*TASK STATEMENT*
What you return must match the records below character for character, except that no picture appears.

*RECORD EXTRACTS*
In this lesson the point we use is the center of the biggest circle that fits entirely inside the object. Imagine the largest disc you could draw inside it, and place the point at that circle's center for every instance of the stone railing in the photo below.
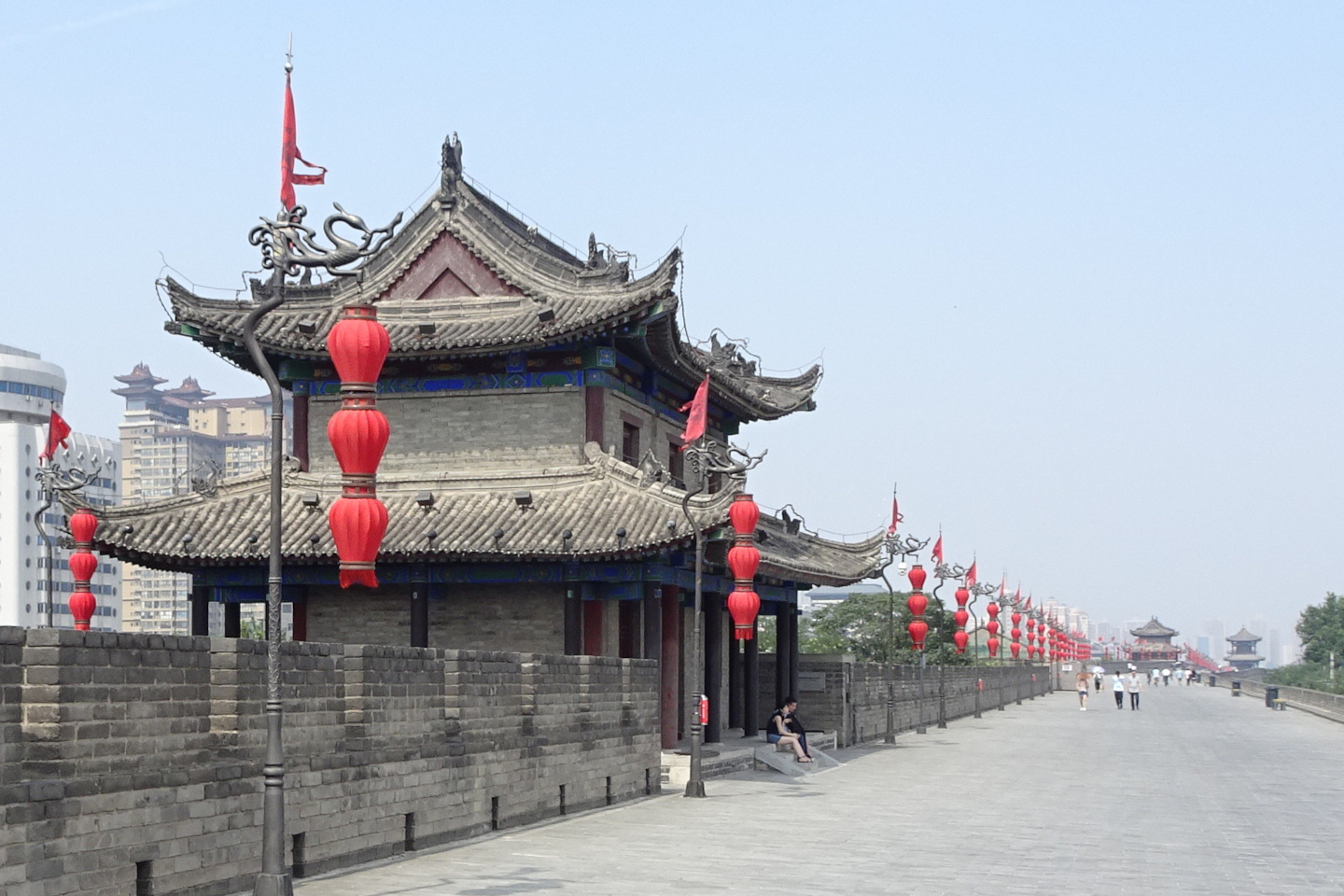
(839, 693)
(1323, 703)
(132, 763)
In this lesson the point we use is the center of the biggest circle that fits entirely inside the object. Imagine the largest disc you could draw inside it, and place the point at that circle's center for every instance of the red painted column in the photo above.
(668, 664)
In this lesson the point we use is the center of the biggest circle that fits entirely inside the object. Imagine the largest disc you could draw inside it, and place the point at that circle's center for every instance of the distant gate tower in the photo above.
(1154, 644)
(1242, 654)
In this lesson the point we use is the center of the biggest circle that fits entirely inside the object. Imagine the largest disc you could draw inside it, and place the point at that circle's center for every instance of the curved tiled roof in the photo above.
(609, 510)
(800, 556)
(1154, 629)
(543, 297)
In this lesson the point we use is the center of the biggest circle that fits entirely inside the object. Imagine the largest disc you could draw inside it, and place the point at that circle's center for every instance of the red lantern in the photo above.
(357, 437)
(357, 345)
(744, 562)
(744, 608)
(744, 513)
(82, 566)
(357, 526)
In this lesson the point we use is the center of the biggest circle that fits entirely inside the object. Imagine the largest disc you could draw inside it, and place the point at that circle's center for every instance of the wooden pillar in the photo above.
(652, 648)
(631, 629)
(734, 682)
(669, 666)
(199, 609)
(714, 666)
(593, 627)
(301, 430)
(420, 611)
(751, 685)
(793, 648)
(573, 621)
(232, 620)
(300, 609)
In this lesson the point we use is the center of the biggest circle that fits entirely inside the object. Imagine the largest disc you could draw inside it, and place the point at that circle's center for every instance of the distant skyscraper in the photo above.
(30, 390)
(175, 441)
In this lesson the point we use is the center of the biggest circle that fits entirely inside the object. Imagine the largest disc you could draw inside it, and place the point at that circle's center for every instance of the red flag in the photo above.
(289, 153)
(699, 407)
(895, 513)
(57, 434)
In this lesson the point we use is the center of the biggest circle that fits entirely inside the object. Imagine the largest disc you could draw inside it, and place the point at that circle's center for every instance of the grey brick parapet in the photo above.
(125, 754)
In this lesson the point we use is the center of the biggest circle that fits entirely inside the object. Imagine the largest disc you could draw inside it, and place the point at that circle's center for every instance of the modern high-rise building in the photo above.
(30, 390)
(176, 442)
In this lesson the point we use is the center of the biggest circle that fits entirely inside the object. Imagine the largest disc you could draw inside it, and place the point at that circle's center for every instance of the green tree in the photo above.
(1322, 630)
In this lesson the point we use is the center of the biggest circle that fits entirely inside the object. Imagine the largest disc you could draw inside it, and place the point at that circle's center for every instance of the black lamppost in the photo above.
(894, 547)
(287, 247)
(705, 459)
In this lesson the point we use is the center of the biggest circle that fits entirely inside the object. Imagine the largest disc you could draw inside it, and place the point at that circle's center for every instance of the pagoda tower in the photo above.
(1242, 654)
(1154, 644)
(534, 477)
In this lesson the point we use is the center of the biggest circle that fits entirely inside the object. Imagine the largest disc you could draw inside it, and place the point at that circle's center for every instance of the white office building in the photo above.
(30, 390)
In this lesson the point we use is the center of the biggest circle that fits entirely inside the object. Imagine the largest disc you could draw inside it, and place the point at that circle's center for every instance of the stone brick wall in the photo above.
(468, 617)
(836, 693)
(455, 431)
(140, 755)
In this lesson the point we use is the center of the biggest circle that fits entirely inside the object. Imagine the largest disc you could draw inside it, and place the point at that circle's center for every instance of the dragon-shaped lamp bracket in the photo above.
(289, 246)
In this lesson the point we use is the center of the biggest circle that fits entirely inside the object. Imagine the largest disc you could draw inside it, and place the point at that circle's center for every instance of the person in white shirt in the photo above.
(1133, 685)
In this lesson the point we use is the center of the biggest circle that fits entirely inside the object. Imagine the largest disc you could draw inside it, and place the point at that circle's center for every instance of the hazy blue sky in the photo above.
(1074, 269)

*RESPONSE FOR THIS EXERCISE*
In this lesson the point we use is the center of the biggest circle that fits entirely inside the object. Imagine the largest disc you could draw inside it, and place the point at that circle's center for every instance of the stone railing in the photo below.
(839, 693)
(1323, 703)
(132, 763)
In this lesson the point we use is the center of the biggest circle that fits entirely inside the object. Imagine the largest disc you could draw inside it, and place the point at that circle's center for every instance of the red painted column in the photo above.
(668, 664)
In this lesson the point we use is the center of the biggest circle that fits entirely inside the object. Imagine the largest disc you could draw inside it, and place the point at that circle's center for every instance of the distant gate tower in the photo above.
(1154, 644)
(1242, 654)
In this lesson the point we use is the center of the biggest circle that fits entirely inside the object. Imagine the largest disc you could draw inside it, and place the point at that circle's center for every instance of the curved tiled roof in the photo above.
(609, 510)
(800, 556)
(1154, 629)
(543, 297)
In this lesson the point we use is the center of the biggest circle that fits entirely inside the object. Imagine the largest disc you could draw inside it, and place the point at that circle's center for every instance of the red lantern in the photo above.
(357, 437)
(357, 345)
(744, 562)
(744, 608)
(744, 513)
(82, 566)
(357, 526)
In this lesson the point we use is the center of the biggest circle that fits entirely inside the object. Imagine the largest disc you could draw inside it, and place the point at that circle's center for every instance of the wooden pillar in the photo above.
(652, 648)
(631, 629)
(734, 682)
(669, 666)
(199, 609)
(714, 666)
(593, 627)
(301, 430)
(420, 611)
(751, 685)
(793, 648)
(573, 621)
(232, 620)
(300, 609)
In this lesson the point we use is the center of the biggest circle that fits entirely inside the object. Imagine the largest disc you could draw inside it, and place the point at that circle's center for every instance of the distant skyscraper in the photo above.
(30, 390)
(175, 441)
In this lesson the point we use is the center of the biggest circle that fits entirely inside the object. Imagine the largest disc you could draw inside it, and place the point at that circle's center for every instance of the red flag in the photo above.
(289, 153)
(699, 407)
(895, 513)
(57, 434)
In this lesson the point we use is the center of the biggest circle that fits entirely inside the object. Imagine the largest disc you could draw inside it, and place the point at that circle's center for every instance of the grey brick parapet in the photo above.
(125, 754)
In this lesson the point we use is the center of the biggest circle that fits entirely inside the object. Imagine the largest disc you could draw inside it, and place the point at that circle's center for every instance of the modern high-rise building in the photo above.
(30, 390)
(176, 442)
In this lesson the point we use is the center of the biggest circle that fits entirely inside the object. Imagine the largest disc you could draw inside it, and place the point at that circle's center for every instance of the green tree in the photo above.
(1322, 630)
In this lesson the point we use is the center of the biggest circle that fits entirely inside the object. Imagine the largest disc you could draw inside it, and place the point at that circle's center for every instance of the black lamppost in the photo above.
(894, 547)
(287, 247)
(705, 459)
In this lesson the point we use is the center of the biggest circle that fits entirely inside the object. Imagine the largest disc you could draw inside it, and place the point at that circle's center for every instance of the pagoda tower in the photo above.
(1242, 654)
(1154, 644)
(534, 477)
In this lesson the point we use is the center of the biggest circle that fits entirely inside the object. Imagine the largest disc you could draw inside it, and place the point at that circle's center for every instance of the white office building in the photo above.
(30, 390)
In this lesson the point we use is the center of the biggest circle that fits entirely inside the object. Imagine the largest disc you could draw inside it, and place the point at that circle's center for every instance of the stone brick wall in the photo above.
(468, 617)
(836, 693)
(455, 431)
(140, 755)
In this lesson the point we use is the center of the biggest circle that fits entirely inside the object. Imagine the largest disc you could draw inside it, and place the point at that circle's center for every instance of the dragon-shaped lamp bracket in the photo above.
(289, 246)
In this lesson the point we use is the center of the biggest circle that fits entirely inside the object. Imagine the largest disc you could draw inside it, and place the point at that circle's center for every instance of the person in white shirt in the photo above.
(1133, 685)
In this lesson the point we use is the center of the biggest circle that fits entirely inside the object. Imagine the largest disc you could draw inside it, and place the point at that circle's center for every instance of the hazy blue sky in the photo above.
(1074, 269)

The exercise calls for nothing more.